----- Data
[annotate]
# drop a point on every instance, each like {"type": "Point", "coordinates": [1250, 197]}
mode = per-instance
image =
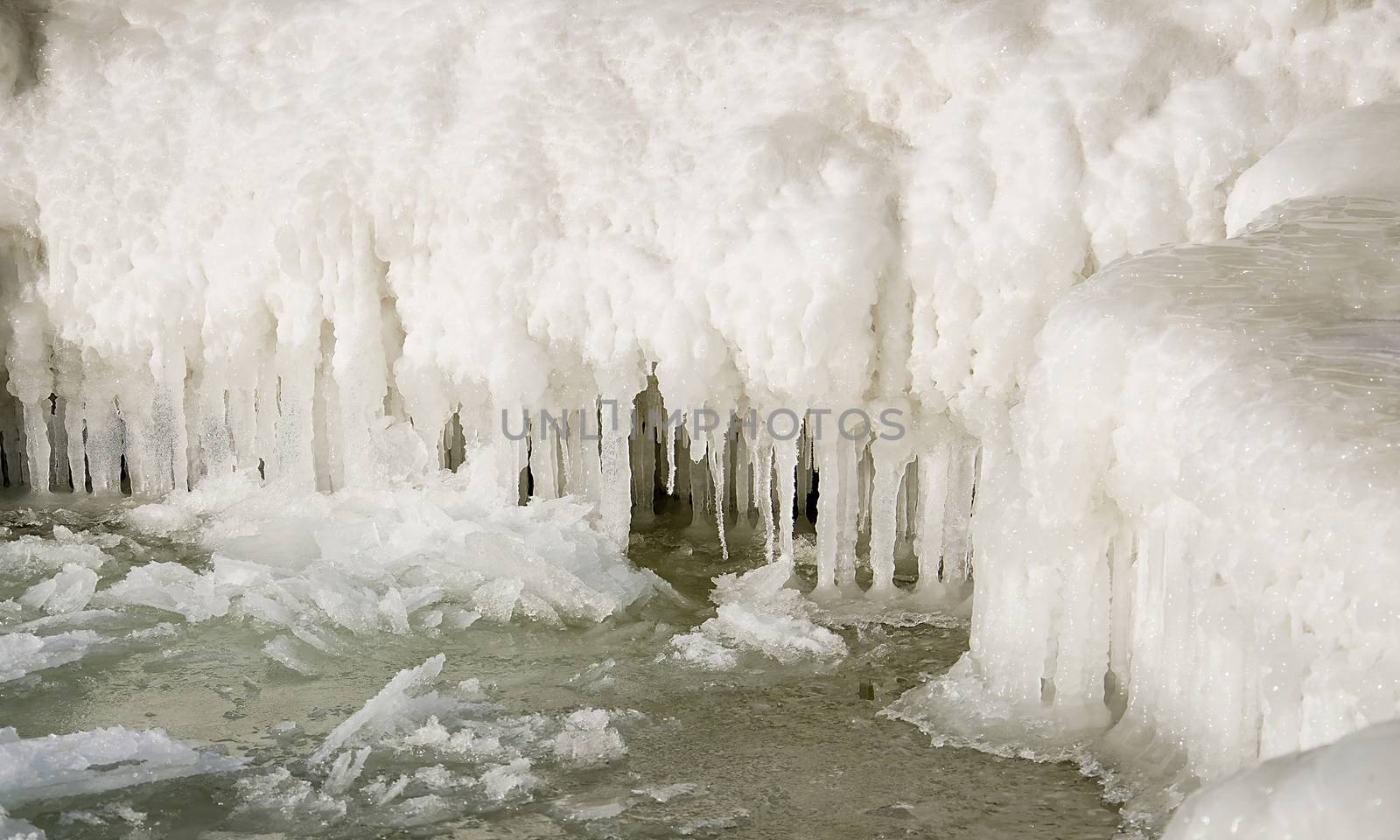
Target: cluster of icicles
{"type": "Point", "coordinates": [630, 464]}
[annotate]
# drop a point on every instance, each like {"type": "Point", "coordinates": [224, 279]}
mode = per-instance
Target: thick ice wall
{"type": "Point", "coordinates": [265, 230]}
{"type": "Point", "coordinates": [1200, 499]}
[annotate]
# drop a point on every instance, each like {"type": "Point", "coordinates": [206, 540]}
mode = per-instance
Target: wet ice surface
{"type": "Point", "coordinates": [564, 732]}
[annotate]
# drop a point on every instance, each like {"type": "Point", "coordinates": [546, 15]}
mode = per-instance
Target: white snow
{"type": "Point", "coordinates": [588, 739]}
{"type": "Point", "coordinates": [324, 245]}
{"type": "Point", "coordinates": [25, 653]}
{"type": "Point", "coordinates": [97, 760]}
{"type": "Point", "coordinates": [385, 711]}
{"type": "Point", "coordinates": [758, 612]}
{"type": "Point", "coordinates": [1341, 790]}
{"type": "Point", "coordinates": [65, 592]}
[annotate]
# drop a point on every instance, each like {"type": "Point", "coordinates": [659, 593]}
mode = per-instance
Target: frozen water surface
{"type": "Point", "coordinates": [499, 730]}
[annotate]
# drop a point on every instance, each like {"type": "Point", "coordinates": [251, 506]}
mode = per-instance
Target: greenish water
{"type": "Point", "coordinates": [763, 751]}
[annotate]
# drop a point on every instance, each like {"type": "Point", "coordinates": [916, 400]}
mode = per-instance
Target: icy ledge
{"type": "Point", "coordinates": [1186, 545]}
{"type": "Point", "coordinates": [1341, 790]}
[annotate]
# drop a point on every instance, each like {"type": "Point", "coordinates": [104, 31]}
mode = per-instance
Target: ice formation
{"type": "Point", "coordinates": [93, 762]}
{"type": "Point", "coordinates": [1341, 790]}
{"type": "Point", "coordinates": [340, 245]}
{"type": "Point", "coordinates": [485, 758]}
----------
• **Task to complete**
Reproduce the full listing verbatim so that only the pictures are missing.

• **Written solution**
[annotate]
# drop a point on every instance, each like {"type": "Point", "coordinates": [1250, 197]}
mode = per-instance
image =
Target: cluster of icicles
{"type": "Point", "coordinates": [630, 464]}
[annotate]
# drop a point on every instance, each like {"type": "Point", "coordinates": [224, 279]}
mode = per-instance
Target: thick ice wall
{"type": "Point", "coordinates": [265, 230]}
{"type": "Point", "coordinates": [1200, 499]}
[annotate]
# drop a point on every instance, each like {"type": "Point", "coordinates": [206, 540]}
mode = per-instance
Target: wet ice surface
{"type": "Point", "coordinates": [564, 732]}
[annotate]
# drop a point on every instance, each like {"type": "Point", "coordinates": [546, 15]}
mode = per-instance
Target: white snow
{"type": "Point", "coordinates": [588, 739]}
{"type": "Point", "coordinates": [324, 245]}
{"type": "Point", "coordinates": [25, 653]}
{"type": "Point", "coordinates": [97, 760]}
{"type": "Point", "coordinates": [385, 711]}
{"type": "Point", "coordinates": [758, 612]}
{"type": "Point", "coordinates": [1341, 790]}
{"type": "Point", "coordinates": [65, 592]}
[annotate]
# drop a point on every instance, each like {"type": "Point", "coordinates": [659, 593]}
mode = per-instance
Target: frozen water surface
{"type": "Point", "coordinates": [499, 730]}
[annotate]
# drop a point on every instance, each like {"type": "Point", "coordinates": [251, 506]}
mode = per-instance
Target: greenish water
{"type": "Point", "coordinates": [763, 751]}
[annotate]
# drop a point on every instance, each like {"type": "Point", "coordinates": [916, 400]}
mode = per-instance
Target: icy ledge
{"type": "Point", "coordinates": [1186, 545]}
{"type": "Point", "coordinates": [1341, 790]}
[annotate]
# drop a point on every instance, each like {"type": "Point", "coordinates": [104, 31]}
mode = per-instance
Target: ice formation
{"type": "Point", "coordinates": [93, 762]}
{"type": "Point", "coordinates": [1341, 790]}
{"type": "Point", "coordinates": [340, 245]}
{"type": "Point", "coordinates": [485, 758]}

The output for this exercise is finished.